▸ Selected text:
━━━

Got NPE after integrating play framework with play-redis

After integrating play-redis(https://github.com/KarelCemus/play-redis) with play framework, i've got an error when a request incomes:
[20211204 23:20:48.350][HttpErrorHandler.scala:272:onServerError][E] Error while handling error
java.lang.NullPointerException: null
at play.api.http.HttpErrorHandlerExceptions$.convertToPlayException(HttpErrorHandler.scala:377)
at play.api.http.HttpErrorHandlerExceptions$.throwableToUsefulException(HttpErrorHandler.scala:367)
at play.api.http.DefaultHttpErrorHandler.onServerError(HttpErrorHandler.scala:264)
at play.core.server.Server$$anonfun$handleErrors$1$1.applyOrElse(Server.scala:109)
at play.core.server.Server$$anonfun$handleErrors$1$1.applyOrElse(Server.scala:105)

━━━

▸ Data lines:
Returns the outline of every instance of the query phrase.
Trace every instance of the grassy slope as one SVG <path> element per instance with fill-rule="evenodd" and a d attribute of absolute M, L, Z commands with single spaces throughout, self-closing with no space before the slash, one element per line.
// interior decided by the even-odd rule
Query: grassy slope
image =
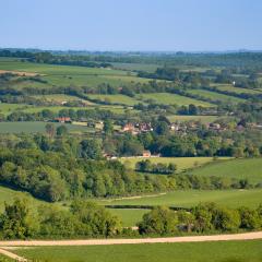
<path fill-rule="evenodd" d="M 143 100 L 153 99 L 156 103 L 165 104 L 165 105 L 183 106 L 183 105 L 194 104 L 194 105 L 203 106 L 203 107 L 212 107 L 213 106 L 210 103 L 196 100 L 196 99 L 193 99 L 193 98 L 189 98 L 187 96 L 180 96 L 180 95 L 177 95 L 177 94 L 168 94 L 168 93 L 141 94 L 141 95 L 139 95 L 139 97 L 141 97 Z"/>
<path fill-rule="evenodd" d="M 259 262 L 262 241 L 46 247 L 14 252 L 48 262 Z"/>
<path fill-rule="evenodd" d="M 0 133 L 37 133 L 45 132 L 46 122 L 0 122 Z M 53 123 L 55 127 L 62 126 L 62 123 Z M 87 127 L 66 124 L 70 132 L 90 132 Z"/>
<path fill-rule="evenodd" d="M 133 227 L 148 210 L 132 210 L 132 209 L 108 209 L 108 211 L 122 219 L 123 227 Z"/>
<path fill-rule="evenodd" d="M 250 182 L 262 182 L 262 158 L 230 159 L 216 162 L 194 169 L 198 176 L 230 177 L 249 179 Z"/>
<path fill-rule="evenodd" d="M 15 191 L 15 190 L 0 186 L 0 212 L 2 212 L 4 209 L 4 202 L 10 203 L 15 198 L 26 199 L 28 203 L 32 204 L 33 206 L 45 203 L 43 201 L 34 199 L 27 192 Z"/>
<path fill-rule="evenodd" d="M 163 164 L 176 164 L 178 171 L 182 171 L 195 166 L 201 166 L 203 164 L 213 162 L 213 157 L 151 157 L 148 158 L 151 163 L 163 163 Z M 221 159 L 228 159 L 228 157 L 222 157 Z M 130 158 L 119 158 L 129 168 L 134 169 L 135 164 L 140 160 L 144 160 L 141 157 L 130 157 Z"/>
<path fill-rule="evenodd" d="M 172 115 L 167 117 L 169 121 L 201 121 L 203 123 L 214 122 L 215 120 L 219 119 L 217 116 L 178 116 Z"/>
<path fill-rule="evenodd" d="M 48 83 L 22 82 L 14 87 L 23 88 L 26 86 L 52 87 L 59 85 L 98 85 L 108 83 L 121 86 L 130 82 L 146 83 L 147 79 L 136 78 L 134 73 L 122 70 L 108 70 L 85 67 L 52 66 L 41 63 L 20 62 L 15 60 L 0 59 L 0 69 L 10 71 L 35 72 L 41 74 L 41 79 Z"/>
<path fill-rule="evenodd" d="M 224 94 L 219 94 L 216 92 L 211 92 L 211 91 L 205 91 L 205 90 L 191 90 L 188 93 L 194 94 L 194 95 L 200 95 L 205 98 L 212 99 L 212 100 L 219 100 L 219 102 L 230 102 L 230 103 L 241 103 L 245 102 L 245 99 L 234 97 L 234 96 L 228 96 Z"/>
<path fill-rule="evenodd" d="M 178 190 L 162 195 L 136 199 L 99 200 L 100 204 L 114 205 L 167 205 L 191 207 L 200 202 L 215 202 L 221 205 L 237 207 L 258 206 L 262 203 L 262 189 L 252 190 Z"/>
<path fill-rule="evenodd" d="M 212 86 L 214 86 L 221 91 L 234 92 L 236 94 L 251 94 L 251 95 L 261 94 L 261 92 L 255 91 L 255 90 L 235 87 L 229 84 L 212 84 Z"/>
<path fill-rule="evenodd" d="M 126 95 L 87 95 L 92 99 L 99 99 L 102 102 L 108 100 L 110 103 L 120 103 L 127 106 L 133 106 L 139 103 L 135 98 Z"/>

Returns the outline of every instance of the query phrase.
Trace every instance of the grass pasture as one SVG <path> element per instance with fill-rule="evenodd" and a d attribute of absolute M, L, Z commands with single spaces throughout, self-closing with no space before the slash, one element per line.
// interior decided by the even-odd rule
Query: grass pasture
<path fill-rule="evenodd" d="M 112 104 L 123 104 L 127 106 L 133 106 L 139 103 L 135 98 L 126 95 L 87 95 L 91 99 L 98 99 L 102 102 L 108 102 Z"/>
<path fill-rule="evenodd" d="M 44 133 L 47 122 L 0 122 L 0 133 Z M 62 123 L 53 123 L 55 127 L 62 126 Z M 92 130 L 83 126 L 66 124 L 69 132 L 91 132 Z"/>
<path fill-rule="evenodd" d="M 4 58 L 0 59 L 0 70 L 41 74 L 41 79 L 47 81 L 47 83 L 19 82 L 13 85 L 17 90 L 28 86 L 50 88 L 61 85 L 97 86 L 103 83 L 122 86 L 131 82 L 148 82 L 147 79 L 138 78 L 135 73 L 124 70 L 32 63 Z"/>
<path fill-rule="evenodd" d="M 262 241 L 37 247 L 13 252 L 48 262 L 261 262 Z"/>
<path fill-rule="evenodd" d="M 210 122 L 216 121 L 217 119 L 221 119 L 222 117 L 218 117 L 218 116 L 179 116 L 179 115 L 172 115 L 172 116 L 167 116 L 167 118 L 170 122 L 200 121 L 202 123 L 210 123 Z"/>
<path fill-rule="evenodd" d="M 227 91 L 236 94 L 251 94 L 251 95 L 261 94 L 261 92 L 257 90 L 241 88 L 241 87 L 236 87 L 234 85 L 228 85 L 228 84 L 213 84 L 213 86 L 219 91 Z"/>
<path fill-rule="evenodd" d="M 4 202 L 10 203 L 16 198 L 25 199 L 32 206 L 37 206 L 41 203 L 45 203 L 40 200 L 33 198 L 27 192 L 16 191 L 16 190 L 12 190 L 7 187 L 0 186 L 0 212 L 2 212 L 4 209 Z"/>
<path fill-rule="evenodd" d="M 216 176 L 248 179 L 252 183 L 262 182 L 262 158 L 230 159 L 213 162 L 191 171 L 198 176 Z"/>
<path fill-rule="evenodd" d="M 176 164 L 177 171 L 183 171 L 193 167 L 202 166 L 206 163 L 213 162 L 213 157 L 151 157 L 151 158 L 142 158 L 142 157 L 122 157 L 119 160 L 124 164 L 127 167 L 134 169 L 135 164 L 140 160 L 150 159 L 151 163 L 163 163 L 163 164 Z M 228 159 L 228 157 L 221 157 L 221 160 Z"/>
<path fill-rule="evenodd" d="M 206 102 L 201 102 L 198 99 L 193 99 L 187 96 L 181 96 L 177 94 L 168 94 L 168 93 L 148 93 L 138 95 L 139 98 L 146 100 L 154 100 L 157 104 L 164 105 L 177 105 L 177 106 L 188 106 L 190 104 L 202 106 L 202 107 L 213 107 L 212 104 Z"/>
<path fill-rule="evenodd" d="M 180 207 L 192 207 L 200 202 L 215 202 L 229 207 L 238 207 L 242 205 L 255 207 L 262 203 L 262 189 L 177 190 L 166 194 L 98 201 L 98 203 L 103 205 L 166 205 Z"/>
<path fill-rule="evenodd" d="M 120 217 L 123 227 L 133 227 L 140 221 L 148 210 L 132 210 L 132 209 L 108 209 L 108 211 Z"/>
<path fill-rule="evenodd" d="M 190 94 L 194 94 L 194 95 L 199 95 L 202 97 L 205 97 L 207 99 L 212 99 L 212 100 L 219 100 L 219 102 L 230 102 L 230 103 L 241 103 L 245 102 L 245 99 L 238 98 L 238 97 L 234 97 L 234 96 L 228 96 L 228 95 L 224 95 L 224 94 L 219 94 L 216 92 L 212 92 L 212 91 L 205 91 L 205 90 L 191 90 L 189 91 Z"/>
<path fill-rule="evenodd" d="M 94 103 L 91 103 L 88 100 L 84 100 L 82 98 L 79 98 L 76 96 L 71 96 L 71 95 L 64 95 L 64 94 L 53 94 L 53 95 L 35 95 L 33 96 L 37 99 L 45 99 L 48 102 L 55 102 L 55 103 L 62 103 L 62 102 L 72 102 L 72 100 L 82 100 L 86 105 L 96 105 Z"/>

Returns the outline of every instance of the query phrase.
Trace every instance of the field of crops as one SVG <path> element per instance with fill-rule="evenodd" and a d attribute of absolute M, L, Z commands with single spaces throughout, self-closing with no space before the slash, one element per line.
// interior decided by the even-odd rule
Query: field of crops
<path fill-rule="evenodd" d="M 178 106 L 184 106 L 184 105 L 196 105 L 202 107 L 212 107 L 213 105 L 210 103 L 196 100 L 193 98 L 189 98 L 187 96 L 180 96 L 177 94 L 168 94 L 168 93 L 150 93 L 150 94 L 142 94 L 139 95 L 139 98 L 142 98 L 143 100 L 154 100 L 158 104 L 164 105 L 178 105 Z"/>
<path fill-rule="evenodd" d="M 88 95 L 88 97 L 91 99 L 98 99 L 112 104 L 123 104 L 127 106 L 133 106 L 139 103 L 139 100 L 126 95 Z"/>
<path fill-rule="evenodd" d="M 47 83 L 32 81 L 20 82 L 13 86 L 15 88 L 23 88 L 27 86 L 52 87 L 61 85 L 97 86 L 103 83 L 121 86 L 131 82 L 148 82 L 147 79 L 136 78 L 134 73 L 123 70 L 52 66 L 5 59 L 0 59 L 0 70 L 37 73 L 41 75 L 43 80 L 47 81 Z"/>
<path fill-rule="evenodd" d="M 178 115 L 168 116 L 167 118 L 170 122 L 201 121 L 203 123 L 214 122 L 215 120 L 219 119 L 218 116 L 178 116 Z"/>
<path fill-rule="evenodd" d="M 228 84 L 213 84 L 212 86 L 216 87 L 219 91 L 228 91 L 236 94 L 251 94 L 251 95 L 261 94 L 261 92 L 255 90 L 240 88 Z"/>
<path fill-rule="evenodd" d="M 167 205 L 180 207 L 192 207 L 200 202 L 215 202 L 230 207 L 258 206 L 262 203 L 262 189 L 178 190 L 158 195 L 98 201 L 104 205 Z"/>
<path fill-rule="evenodd" d="M 37 206 L 44 203 L 43 201 L 33 198 L 27 192 L 16 191 L 0 186 L 0 212 L 2 212 L 4 209 L 4 202 L 10 203 L 17 198 L 26 200 L 32 206 Z"/>
<path fill-rule="evenodd" d="M 47 122 L 0 122 L 0 133 L 44 133 Z M 61 123 L 53 123 L 55 127 Z M 83 126 L 66 124 L 69 132 L 91 132 L 92 129 Z"/>
<path fill-rule="evenodd" d="M 192 174 L 198 176 L 248 179 L 252 183 L 262 183 L 262 159 L 248 158 L 216 162 L 196 168 Z"/>
<path fill-rule="evenodd" d="M 76 96 L 64 95 L 64 94 L 53 94 L 53 95 L 35 95 L 33 96 L 37 99 L 45 99 L 48 102 L 62 103 L 62 102 L 72 102 L 72 100 L 82 100 L 85 105 L 96 105 L 92 102 L 81 99 Z"/>
<path fill-rule="evenodd" d="M 199 95 L 202 96 L 204 98 L 207 99 L 212 99 L 212 100 L 219 100 L 219 102 L 224 102 L 224 103 L 241 103 L 245 99 L 238 98 L 238 97 L 234 97 L 234 96 L 228 96 L 228 95 L 224 95 L 224 94 L 219 94 L 216 92 L 211 92 L 211 91 L 205 91 L 205 90 L 191 90 L 189 91 L 190 94 L 194 94 L 194 95 Z"/>
<path fill-rule="evenodd" d="M 13 252 L 48 262 L 259 262 L 262 241 L 41 247 Z"/>
<path fill-rule="evenodd" d="M 163 163 L 163 164 L 176 164 L 177 170 L 182 171 L 189 168 L 202 166 L 206 163 L 213 162 L 213 157 L 151 157 L 148 158 L 151 163 Z M 221 160 L 228 159 L 228 157 L 221 157 Z M 122 157 L 119 158 L 121 163 L 123 163 L 127 167 L 134 169 L 135 164 L 140 160 L 144 160 L 141 157 Z"/>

━━━

▸ Exercise goal:
Answer these questions using the forum post.
(a) Which library was integrated with the Play framework?
(b) What type of exception does the error log report?
(c) Which method appears at line 377 of HttpErrorHandler.scala?

▸ Solution to the exercise:
(a) play-redis
(b) java.lang.NullPointerException
(c) convertToPlayException